What to produce: Pick up the essay on marketing and public relations in the new media landscape after its last sentence and carry its argument forward.

Text block:
*** Begin section ***

News of news is now news.

In this new world, the innovative clients, corporate marketing structures and the communications firms are breaking down their silos between the marketing, advertising and public relations disciplines? After all, to penetrate the protective coating around consumers, the most effective strategies use all the tools in the new media reality -- creating media for the silos to absorb and pass along to like-minded consumers (in the truest sense of the word).

Since mass media are losing their mass audiences, the traditional entry point for influencing consumers, this presents unique challenges to public relations firms, large and small, to create influence by attracting an audience to influence. As usual, showing this new reality is MTV. Not content to wait for musical talent to develop, MTV creates its own from the Making the Band bands to Ashlee Simpson -- often owning a piece of the action.

Now try to get your product any time on that network without paying for it.

When that wasn't enough, they manufactured reality and reality celebrities like The Hills, so popular, they grace magazine covers and have spun off their own shows, though no one believes in this soft-scripted reality. MTV has created a reality of its own; a commercial reality that teens think is cool, because it's on TV. If the reality is cool, the products in it are cool.

Many think they can do this simply by employing buzz words. Social Networking! Communities! Tribes!

It's not enough to Twitter and tweet and call your commercial a viral video. If those tribes smell a hint of commercialism a community or blog audience will shut you out of their social network. Worse, your product becomes un-cool. Groucho Marx would be proud that no modern consumer wants to buy a product that would try to sell to them.

But traditional marketers still want to see their products front and center in traditional ways, creating content that centers on the product. More importantly, their bosses want to see their products. The new consumer wants to see a lifestyle with which they relate, then develop an affinity for the product that's included.

This has given tremendous power to anyone who has their own audience. Celebrities not only sell their own entertainment products, they can attract attention to any other product with which they are associated in a non-overtly, commercial context.

You don't even have to start out as a celebrity. Perez Hilton not only sells products by writing advertorial content without identifying it as such, he blatantly and shamelessly plugs products and personalities for his own financial and personal well-being usually by re-packing content created and culled from traditional media sources. In February 2009, his site attracted 13.9 million page views.

*** End section ***

Data for analysis:
*** Begin section ***

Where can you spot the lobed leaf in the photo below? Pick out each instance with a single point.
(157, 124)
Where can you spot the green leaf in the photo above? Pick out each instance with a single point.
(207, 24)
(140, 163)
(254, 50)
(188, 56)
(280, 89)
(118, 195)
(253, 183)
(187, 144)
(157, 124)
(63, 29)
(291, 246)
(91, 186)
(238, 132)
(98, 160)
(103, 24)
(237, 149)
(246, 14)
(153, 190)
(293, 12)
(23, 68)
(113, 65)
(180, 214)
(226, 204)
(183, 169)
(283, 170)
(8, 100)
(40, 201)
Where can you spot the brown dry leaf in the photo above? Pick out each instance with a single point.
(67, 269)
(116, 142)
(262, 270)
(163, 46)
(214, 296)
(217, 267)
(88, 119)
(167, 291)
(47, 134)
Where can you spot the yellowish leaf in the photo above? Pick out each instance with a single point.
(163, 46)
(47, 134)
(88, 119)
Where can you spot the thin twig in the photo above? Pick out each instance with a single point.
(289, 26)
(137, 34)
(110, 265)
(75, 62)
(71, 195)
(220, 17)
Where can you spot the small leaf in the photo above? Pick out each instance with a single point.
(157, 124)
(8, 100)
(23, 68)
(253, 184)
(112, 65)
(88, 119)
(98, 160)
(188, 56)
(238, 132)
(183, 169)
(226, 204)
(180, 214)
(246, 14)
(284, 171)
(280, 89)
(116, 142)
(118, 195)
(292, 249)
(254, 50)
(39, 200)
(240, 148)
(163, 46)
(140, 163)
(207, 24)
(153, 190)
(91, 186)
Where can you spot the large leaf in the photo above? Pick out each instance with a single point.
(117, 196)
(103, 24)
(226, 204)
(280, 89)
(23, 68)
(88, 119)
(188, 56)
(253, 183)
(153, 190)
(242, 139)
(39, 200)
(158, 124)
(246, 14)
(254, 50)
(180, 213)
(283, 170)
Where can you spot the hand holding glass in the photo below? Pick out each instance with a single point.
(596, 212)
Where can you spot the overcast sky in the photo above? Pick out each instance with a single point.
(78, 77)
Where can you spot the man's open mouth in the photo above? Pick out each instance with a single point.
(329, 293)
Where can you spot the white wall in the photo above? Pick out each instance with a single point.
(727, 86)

*** End section ***

Answer to this problem:
Given all this, that USBLS finding seems quite prescient:

Opportunities should be best for college graduates who combine a degree in journalism, public relations, advertising, or another communications-related field with a public relations internship or other related work experience.

This multi-disciplined approach is the best strategy in this landscape of segmented marketplace. My advice to clients is to be your own media; blogs, video, social networking, product integration, experiential marketing as part of a comprehensive brand strategy. Big brands do this, but in silos so their client firms remain in silos.

Recently, Heineken has also been doing an outstanding job of producing engaging advertising while integrating their products into entertainment environments that enhance the product image like key plot points in shows like Mad Men. And, much of this entertainment work comes out of a boutique shop.

It's riskier and return is far less quantifiable than the usual circulation and viewer ratings information for advertising or paid placements. But when it works, its works at a deeper, emotional level that makes traditional advertising and sponsorship activities more effective.

This is, ultimately, good news to the true creative community: creativity is the single best tool. Not repetition. Not placement. The audiences are ready. Let's hope the clients and communications companies adapt quickly. Then, make a media product the target market really wants to consume and they will not only consume it, they will pass it on and on and on.